**Problem set**.
• 1. In the big data piece below, reproduce word for word the passage between "The challenge the" and "something must give.", inclusive.
• 2. According to the big data piece below, scaling out has focused new attention on which technologies? Name every one.

A Strong ARM for Big Data (Datanami – Sponsored Content by Calxeda)
From the post:
Burgeoning data growth is one of the foremost challenges facing IT and businesses today. Multiple analyst groups, including Gartner, have reported that information volume is growing at a minimum rate of 59 percent annually. At the same time, companies increasingly are mining this data for invaluable business insight that can give them a competitive advantage.
The challenge the industry struggles with is figuring out how to build cost-effective infrastructures so data scientists can derive these insights for their organizations to make timely, more intelligent decisions. As data volumes continue their explosive growth and algorithms to analyze and visualize that data become more optimized, something must give.
Past approaches that primarily relied on using faster, larger systems just are not able to keep pace. There is a need to scale-out, instead of scaling-up, to help in managing and understanding Big Data. As a result, this has focused new attention on different technologies such as in-memory databases, I/O virtualization, high-speed interconnects, and software frameworks such as Hadoop.
To take full advantage of these network and software innovations requires re-examining strategies for compute hardware. For maximum performance, a well-balanced infrastructure based on densely packed, power-efficient processors coupled with fast network interconnects is needed. This approach will help unlock applications and open new opportunities in business and high performance computing (HPC). (emphasis added)
I like powerful hardware as much as the next person. Either humming within earshot or making the local grid blink when it comes online.
Still, hardware/software tools for big data need to come with the warning label: “Semantics not included.”
To soften the disappointment when big data appliances and/or software arrive and the bottom line stays the same, or gets worse.
Using big data, or rather effective use of big data, that is improving your bottom line, requires semantics, your semantics.

**Data under study**.
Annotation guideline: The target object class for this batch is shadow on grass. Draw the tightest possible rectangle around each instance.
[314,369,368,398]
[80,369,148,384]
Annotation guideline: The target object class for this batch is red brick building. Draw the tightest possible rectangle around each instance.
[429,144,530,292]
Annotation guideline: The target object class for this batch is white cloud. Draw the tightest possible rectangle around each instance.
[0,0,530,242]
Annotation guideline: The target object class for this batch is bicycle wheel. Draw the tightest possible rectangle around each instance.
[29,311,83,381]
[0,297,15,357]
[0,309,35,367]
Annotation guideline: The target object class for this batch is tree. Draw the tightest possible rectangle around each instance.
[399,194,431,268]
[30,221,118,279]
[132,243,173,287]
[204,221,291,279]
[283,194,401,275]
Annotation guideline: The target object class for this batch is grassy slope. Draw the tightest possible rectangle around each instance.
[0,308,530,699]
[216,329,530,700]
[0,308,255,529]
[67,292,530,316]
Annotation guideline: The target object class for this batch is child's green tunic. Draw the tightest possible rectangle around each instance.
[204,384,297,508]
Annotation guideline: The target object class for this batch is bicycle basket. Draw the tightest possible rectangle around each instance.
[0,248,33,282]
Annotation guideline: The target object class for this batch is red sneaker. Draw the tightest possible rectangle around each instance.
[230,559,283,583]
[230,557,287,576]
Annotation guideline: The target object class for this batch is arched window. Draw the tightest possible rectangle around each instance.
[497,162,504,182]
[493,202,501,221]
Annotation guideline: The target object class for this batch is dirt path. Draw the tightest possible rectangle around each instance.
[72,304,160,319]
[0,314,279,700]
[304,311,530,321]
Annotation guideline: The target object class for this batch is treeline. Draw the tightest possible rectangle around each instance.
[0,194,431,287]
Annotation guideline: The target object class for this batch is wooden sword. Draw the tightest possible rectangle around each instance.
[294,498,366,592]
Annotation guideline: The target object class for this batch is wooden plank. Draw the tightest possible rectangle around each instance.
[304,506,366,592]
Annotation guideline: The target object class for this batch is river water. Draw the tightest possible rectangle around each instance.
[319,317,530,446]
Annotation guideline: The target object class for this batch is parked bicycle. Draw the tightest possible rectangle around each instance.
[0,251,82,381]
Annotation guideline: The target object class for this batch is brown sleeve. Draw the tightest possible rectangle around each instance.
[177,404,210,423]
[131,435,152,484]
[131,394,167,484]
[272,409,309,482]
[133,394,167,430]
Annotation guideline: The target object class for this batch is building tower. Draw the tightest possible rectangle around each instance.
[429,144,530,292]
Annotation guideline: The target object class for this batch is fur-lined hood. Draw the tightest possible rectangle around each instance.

**Answers by item number**.
• 1.
The challenge the industry struggles with is figuring out how to build cost-effective infrastructures so data scientists can derive these insights for their organizations to make timely, more intelligent decisions. As data volumes continue their explosive growth and algorithms to analyze and visualize that data become more optimized, something must give.

• 2.
- In-memory databases
- I/O virtualization
- High-speed interconnects
- Software frameworks such as Hadoop